(Excerpts from point annotation data)
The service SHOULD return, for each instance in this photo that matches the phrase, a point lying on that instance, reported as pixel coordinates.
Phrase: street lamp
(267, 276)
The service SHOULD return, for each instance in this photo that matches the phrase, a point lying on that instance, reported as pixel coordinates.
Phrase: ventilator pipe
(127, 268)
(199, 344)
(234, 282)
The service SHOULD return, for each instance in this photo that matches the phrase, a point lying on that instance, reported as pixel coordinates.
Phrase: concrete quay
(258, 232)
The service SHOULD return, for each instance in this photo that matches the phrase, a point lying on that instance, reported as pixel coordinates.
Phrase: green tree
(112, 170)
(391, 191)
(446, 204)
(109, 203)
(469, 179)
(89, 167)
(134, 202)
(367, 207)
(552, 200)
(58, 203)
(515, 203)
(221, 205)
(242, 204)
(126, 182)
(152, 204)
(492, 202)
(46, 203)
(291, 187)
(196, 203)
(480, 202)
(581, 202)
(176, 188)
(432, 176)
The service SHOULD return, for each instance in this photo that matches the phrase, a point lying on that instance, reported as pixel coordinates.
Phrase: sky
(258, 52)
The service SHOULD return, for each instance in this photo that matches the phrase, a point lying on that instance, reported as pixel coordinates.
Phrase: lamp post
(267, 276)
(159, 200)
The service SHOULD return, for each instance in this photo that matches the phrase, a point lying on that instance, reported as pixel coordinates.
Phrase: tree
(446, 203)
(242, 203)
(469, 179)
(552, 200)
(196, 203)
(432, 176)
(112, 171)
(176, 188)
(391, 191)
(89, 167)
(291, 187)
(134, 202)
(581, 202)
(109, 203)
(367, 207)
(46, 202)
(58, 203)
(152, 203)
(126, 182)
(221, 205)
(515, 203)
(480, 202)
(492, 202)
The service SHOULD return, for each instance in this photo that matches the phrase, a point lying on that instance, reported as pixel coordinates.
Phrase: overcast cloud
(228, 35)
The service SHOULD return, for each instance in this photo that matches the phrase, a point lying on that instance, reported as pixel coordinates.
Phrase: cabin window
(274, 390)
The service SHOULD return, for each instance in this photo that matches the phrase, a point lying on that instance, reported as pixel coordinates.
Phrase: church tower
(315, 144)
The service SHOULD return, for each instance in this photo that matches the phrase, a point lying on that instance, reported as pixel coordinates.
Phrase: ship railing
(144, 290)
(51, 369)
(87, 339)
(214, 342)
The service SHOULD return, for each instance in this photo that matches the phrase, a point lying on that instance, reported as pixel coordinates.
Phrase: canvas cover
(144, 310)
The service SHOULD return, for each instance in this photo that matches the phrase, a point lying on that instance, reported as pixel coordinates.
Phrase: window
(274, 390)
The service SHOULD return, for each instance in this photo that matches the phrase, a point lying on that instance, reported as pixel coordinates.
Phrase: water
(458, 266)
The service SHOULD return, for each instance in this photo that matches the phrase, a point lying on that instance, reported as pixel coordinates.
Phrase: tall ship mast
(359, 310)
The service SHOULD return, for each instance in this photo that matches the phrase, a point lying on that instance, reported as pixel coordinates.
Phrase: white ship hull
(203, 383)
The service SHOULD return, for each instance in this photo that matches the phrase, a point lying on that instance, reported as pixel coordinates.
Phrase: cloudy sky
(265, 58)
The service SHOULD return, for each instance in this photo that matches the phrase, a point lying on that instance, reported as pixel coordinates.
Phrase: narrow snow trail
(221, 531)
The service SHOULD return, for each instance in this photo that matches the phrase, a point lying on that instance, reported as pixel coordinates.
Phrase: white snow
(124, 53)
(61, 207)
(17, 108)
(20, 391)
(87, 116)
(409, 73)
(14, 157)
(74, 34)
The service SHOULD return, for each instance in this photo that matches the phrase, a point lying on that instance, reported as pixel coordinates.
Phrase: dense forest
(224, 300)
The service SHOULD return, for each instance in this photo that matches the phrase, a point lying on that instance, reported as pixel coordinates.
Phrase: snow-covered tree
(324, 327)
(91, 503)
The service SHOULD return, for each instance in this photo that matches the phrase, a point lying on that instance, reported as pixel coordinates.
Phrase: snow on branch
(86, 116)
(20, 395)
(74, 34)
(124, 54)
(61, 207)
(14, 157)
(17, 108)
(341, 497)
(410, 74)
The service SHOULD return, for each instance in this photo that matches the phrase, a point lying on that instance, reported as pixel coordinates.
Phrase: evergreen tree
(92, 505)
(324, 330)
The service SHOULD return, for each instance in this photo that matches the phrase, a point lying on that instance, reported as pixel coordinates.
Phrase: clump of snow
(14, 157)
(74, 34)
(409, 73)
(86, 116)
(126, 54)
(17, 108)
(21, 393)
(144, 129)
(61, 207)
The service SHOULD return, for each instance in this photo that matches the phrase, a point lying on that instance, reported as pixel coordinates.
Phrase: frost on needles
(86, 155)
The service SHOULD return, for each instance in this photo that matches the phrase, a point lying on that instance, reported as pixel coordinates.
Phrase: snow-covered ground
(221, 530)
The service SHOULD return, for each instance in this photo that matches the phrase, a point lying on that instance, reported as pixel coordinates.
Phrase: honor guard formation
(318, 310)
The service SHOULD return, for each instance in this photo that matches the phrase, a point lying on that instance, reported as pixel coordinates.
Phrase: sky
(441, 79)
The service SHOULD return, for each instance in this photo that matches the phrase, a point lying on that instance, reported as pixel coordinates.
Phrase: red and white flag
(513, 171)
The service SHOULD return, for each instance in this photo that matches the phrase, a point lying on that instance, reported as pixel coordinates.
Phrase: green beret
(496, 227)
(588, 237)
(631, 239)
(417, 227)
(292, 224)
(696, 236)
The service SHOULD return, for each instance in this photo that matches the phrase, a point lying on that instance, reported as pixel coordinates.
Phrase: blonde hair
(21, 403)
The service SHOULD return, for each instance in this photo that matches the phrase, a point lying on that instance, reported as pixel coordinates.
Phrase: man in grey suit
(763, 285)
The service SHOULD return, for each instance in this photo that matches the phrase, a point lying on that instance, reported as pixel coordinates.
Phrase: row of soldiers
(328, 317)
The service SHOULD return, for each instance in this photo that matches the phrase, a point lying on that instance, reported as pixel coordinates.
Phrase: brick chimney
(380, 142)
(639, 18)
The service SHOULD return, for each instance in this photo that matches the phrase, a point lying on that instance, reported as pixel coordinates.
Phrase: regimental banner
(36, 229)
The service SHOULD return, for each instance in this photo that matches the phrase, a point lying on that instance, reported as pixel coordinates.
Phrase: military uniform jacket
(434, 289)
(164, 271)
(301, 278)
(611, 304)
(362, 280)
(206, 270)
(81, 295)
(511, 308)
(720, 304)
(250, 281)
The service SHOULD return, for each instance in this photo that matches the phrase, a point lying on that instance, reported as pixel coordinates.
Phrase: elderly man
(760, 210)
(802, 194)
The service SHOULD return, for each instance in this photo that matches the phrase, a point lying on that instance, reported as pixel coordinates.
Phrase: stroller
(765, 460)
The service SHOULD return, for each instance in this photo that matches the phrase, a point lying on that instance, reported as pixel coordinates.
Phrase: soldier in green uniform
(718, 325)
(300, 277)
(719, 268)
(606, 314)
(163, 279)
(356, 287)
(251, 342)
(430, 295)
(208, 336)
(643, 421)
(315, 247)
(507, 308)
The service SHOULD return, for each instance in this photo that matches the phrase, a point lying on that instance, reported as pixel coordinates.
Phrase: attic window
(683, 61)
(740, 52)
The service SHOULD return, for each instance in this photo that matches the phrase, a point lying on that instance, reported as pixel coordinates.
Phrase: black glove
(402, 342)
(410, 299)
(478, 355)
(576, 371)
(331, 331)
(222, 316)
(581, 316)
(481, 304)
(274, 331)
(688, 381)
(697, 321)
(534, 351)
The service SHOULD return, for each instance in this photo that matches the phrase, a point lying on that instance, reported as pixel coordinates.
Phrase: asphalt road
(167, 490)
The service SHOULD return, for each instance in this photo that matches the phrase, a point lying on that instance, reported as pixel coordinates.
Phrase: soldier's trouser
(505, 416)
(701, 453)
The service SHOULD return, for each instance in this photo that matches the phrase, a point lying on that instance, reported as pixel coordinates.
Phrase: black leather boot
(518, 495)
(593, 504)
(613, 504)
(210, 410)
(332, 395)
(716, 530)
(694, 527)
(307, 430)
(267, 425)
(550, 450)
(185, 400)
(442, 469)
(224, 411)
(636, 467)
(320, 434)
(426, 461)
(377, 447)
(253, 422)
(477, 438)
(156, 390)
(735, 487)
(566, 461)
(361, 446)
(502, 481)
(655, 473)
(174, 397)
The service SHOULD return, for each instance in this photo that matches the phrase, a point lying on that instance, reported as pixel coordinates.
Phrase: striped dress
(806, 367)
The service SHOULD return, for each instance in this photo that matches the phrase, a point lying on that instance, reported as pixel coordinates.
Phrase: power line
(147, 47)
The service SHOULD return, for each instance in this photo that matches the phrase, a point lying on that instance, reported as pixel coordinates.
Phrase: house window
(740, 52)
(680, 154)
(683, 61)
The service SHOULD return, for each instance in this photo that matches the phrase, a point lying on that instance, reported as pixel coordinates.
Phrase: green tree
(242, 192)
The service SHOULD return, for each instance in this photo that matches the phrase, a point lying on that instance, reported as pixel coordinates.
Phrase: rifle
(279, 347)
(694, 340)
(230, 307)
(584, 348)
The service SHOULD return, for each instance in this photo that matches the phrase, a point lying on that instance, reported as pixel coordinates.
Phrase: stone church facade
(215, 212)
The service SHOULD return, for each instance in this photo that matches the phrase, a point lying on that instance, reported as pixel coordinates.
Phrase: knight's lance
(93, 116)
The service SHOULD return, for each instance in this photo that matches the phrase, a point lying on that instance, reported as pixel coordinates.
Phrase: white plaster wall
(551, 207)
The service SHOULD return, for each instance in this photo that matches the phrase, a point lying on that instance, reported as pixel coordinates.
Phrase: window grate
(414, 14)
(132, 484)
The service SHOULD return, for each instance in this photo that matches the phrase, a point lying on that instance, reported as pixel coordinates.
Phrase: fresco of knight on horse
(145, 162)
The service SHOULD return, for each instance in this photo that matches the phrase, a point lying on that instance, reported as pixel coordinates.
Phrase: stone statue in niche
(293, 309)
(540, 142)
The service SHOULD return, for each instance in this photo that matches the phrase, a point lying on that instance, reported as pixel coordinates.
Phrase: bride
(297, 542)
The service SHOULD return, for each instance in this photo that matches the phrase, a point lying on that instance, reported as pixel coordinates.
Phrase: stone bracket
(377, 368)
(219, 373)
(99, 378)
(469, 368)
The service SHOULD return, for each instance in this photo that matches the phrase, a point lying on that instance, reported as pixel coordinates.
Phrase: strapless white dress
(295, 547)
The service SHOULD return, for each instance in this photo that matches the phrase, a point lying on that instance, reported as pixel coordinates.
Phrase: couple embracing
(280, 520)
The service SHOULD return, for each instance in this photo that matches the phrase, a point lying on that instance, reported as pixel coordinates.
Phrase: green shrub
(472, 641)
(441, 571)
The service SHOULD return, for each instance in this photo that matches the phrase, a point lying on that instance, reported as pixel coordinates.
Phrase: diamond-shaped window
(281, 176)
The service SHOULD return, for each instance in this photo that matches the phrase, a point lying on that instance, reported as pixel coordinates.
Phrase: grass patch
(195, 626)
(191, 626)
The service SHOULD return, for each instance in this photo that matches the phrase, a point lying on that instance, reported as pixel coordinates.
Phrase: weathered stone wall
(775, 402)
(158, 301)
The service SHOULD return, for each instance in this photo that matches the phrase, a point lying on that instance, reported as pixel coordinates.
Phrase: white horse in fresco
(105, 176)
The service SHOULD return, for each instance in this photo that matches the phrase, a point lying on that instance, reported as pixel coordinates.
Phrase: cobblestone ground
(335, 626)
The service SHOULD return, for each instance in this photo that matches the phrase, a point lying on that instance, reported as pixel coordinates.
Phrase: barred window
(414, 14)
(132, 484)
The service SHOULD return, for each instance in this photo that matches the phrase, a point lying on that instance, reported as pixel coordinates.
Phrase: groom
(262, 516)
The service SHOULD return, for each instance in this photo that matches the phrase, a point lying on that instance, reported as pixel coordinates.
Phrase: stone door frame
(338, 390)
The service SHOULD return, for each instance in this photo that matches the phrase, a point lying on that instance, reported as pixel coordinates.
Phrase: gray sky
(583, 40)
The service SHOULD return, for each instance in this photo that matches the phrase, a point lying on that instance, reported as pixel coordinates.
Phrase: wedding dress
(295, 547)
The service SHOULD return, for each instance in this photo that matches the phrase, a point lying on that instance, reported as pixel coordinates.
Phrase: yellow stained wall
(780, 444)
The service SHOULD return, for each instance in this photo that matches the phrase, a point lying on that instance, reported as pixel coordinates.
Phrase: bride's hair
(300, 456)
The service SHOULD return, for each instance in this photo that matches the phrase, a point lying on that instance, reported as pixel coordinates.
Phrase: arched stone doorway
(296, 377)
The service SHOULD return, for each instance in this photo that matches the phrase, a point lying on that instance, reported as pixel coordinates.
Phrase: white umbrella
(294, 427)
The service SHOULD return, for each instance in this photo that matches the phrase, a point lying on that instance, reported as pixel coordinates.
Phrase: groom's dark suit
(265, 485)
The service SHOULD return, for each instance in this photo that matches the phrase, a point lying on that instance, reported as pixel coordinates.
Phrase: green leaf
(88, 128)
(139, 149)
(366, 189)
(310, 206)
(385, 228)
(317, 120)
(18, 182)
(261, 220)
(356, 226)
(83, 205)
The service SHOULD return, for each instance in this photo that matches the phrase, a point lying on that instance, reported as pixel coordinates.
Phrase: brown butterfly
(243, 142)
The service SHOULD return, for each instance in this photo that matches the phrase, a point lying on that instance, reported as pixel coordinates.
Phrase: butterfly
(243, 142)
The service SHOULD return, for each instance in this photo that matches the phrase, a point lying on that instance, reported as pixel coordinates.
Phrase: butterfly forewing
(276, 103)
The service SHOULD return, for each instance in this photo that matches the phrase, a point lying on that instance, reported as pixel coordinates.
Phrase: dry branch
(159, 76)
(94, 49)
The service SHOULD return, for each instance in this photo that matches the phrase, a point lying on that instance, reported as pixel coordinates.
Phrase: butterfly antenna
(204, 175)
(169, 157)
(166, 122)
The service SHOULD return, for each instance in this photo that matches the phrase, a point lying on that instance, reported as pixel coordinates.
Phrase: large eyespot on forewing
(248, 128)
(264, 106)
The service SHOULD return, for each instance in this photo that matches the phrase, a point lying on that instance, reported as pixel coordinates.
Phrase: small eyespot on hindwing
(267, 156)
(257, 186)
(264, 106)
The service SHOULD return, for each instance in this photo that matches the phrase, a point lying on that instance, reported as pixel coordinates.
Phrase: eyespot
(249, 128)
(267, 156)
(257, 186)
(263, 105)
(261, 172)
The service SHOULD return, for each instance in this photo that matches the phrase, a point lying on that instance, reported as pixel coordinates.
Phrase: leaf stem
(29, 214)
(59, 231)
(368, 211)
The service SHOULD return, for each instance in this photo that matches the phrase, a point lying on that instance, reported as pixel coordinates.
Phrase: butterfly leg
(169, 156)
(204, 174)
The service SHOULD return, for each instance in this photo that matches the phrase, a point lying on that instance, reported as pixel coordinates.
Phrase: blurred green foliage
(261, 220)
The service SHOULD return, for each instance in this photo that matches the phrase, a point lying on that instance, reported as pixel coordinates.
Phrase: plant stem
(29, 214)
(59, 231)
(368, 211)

Your goal
How many lines in the listing above contain the string "horse"? Case counts; give only the number.

Solution to this task
2